Quelques jours à peine après l'annonce officielle de la mise en vente des papeteries de Condat, la Fédération des travailleurs des industries du livre, papier et communication (Filpac) CGT sort du silence. Face au risque de liquidation évoqué par la direction en cas d'échec des négociations, le syndicat "refuse d'assister à cette mise à mort" et prépare un plan de reprise fondé sur un modèle inédit dans l'industrie papetière française.
Présenté ce jeudi 16 octobre au centre socioculturel du Lardin-Saint-Lazare en Dordogne, ce projet s'appuie sur la création d'une société coopérative d'intérêt collectif (Scic). Selon la Filpac CGT, il s'agit d'"une première dans le monde de la papeterie", destinée à "sauver l'usine, préserver les emplois et redonner aux travailleurs la maîtrise de leur outil de travail".
Le modèle en Scic que souhaite porter la Filpac CGT prévoit une gouvernance partagée entre salariés, collectivités et partenaires économiques. Elle souhaite démontrer qu'un autre modèle de gestion industrielle est possible, à contre-courant des logiques financières de court terme. "Le licenciement des salariés va revenir beaucoup plus cher que la valeur de l'entreprise", souligne-t-elle.
Une usine à papier au ralenti, déjà marquée par les licenciements
C'est lors du comité social et économique extraordinaire tenu le 13 octobre, que Dominique Bernard, le tout nouveau président du site, a annoncé rechercher un repreneur pour le site d'ici le 31 décembre de cette année. En cas d'échec dans ce délai, la papeterie fermera.

________

## Travail à faire
a – Relevez toutes les dates précises mentionnées dans l'extrait sur les papeteries de Condat.
b – Citez la partie de l'extrait sur les papeteries de Condat qui commence par « Le modèle en » et se termine par « la papeterie fermera. ».
La liste qui vient ensuite constitue un matériau indépendant de l'extrait.

## Données fournies
________

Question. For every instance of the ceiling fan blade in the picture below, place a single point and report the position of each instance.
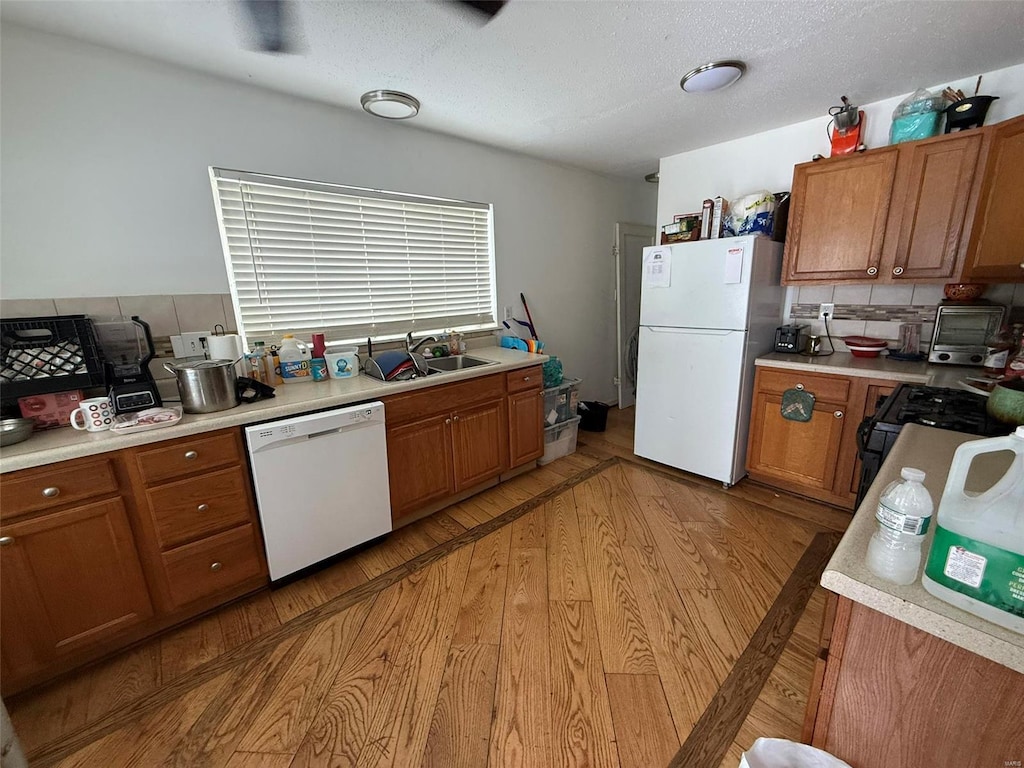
(268, 18)
(488, 8)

________

## Corrigé
a – Le jeudi 16 octobre, le 13 octobre et le 31 décembre.

b –
Le modèle en Scic que souhaite porter la Filpac CGT prévoit une gouvernance partagée entre salariés, collectivités et partenaires économiques. Elle souhaite démontrer qu'un autre modèle de gestion industrielle est possible, à contre-courant des logiques financières de court terme. "Le licenciement des salariés va revenir beaucoup plus cher que la valeur de l'entreprise", souligne-t-elle.
Une usine à papier au ralenti, déjà marquée par les licenciements
C'est lors du comité social et économique extraordinaire tenu le 13 octobre, que Dominique Bernard, le tout nouveau président du site, a annoncé rechercher un repreneur pour le site d'ici le 31 décembre de cette année. En cas d'échec dans ce délai, la papeterie fermera.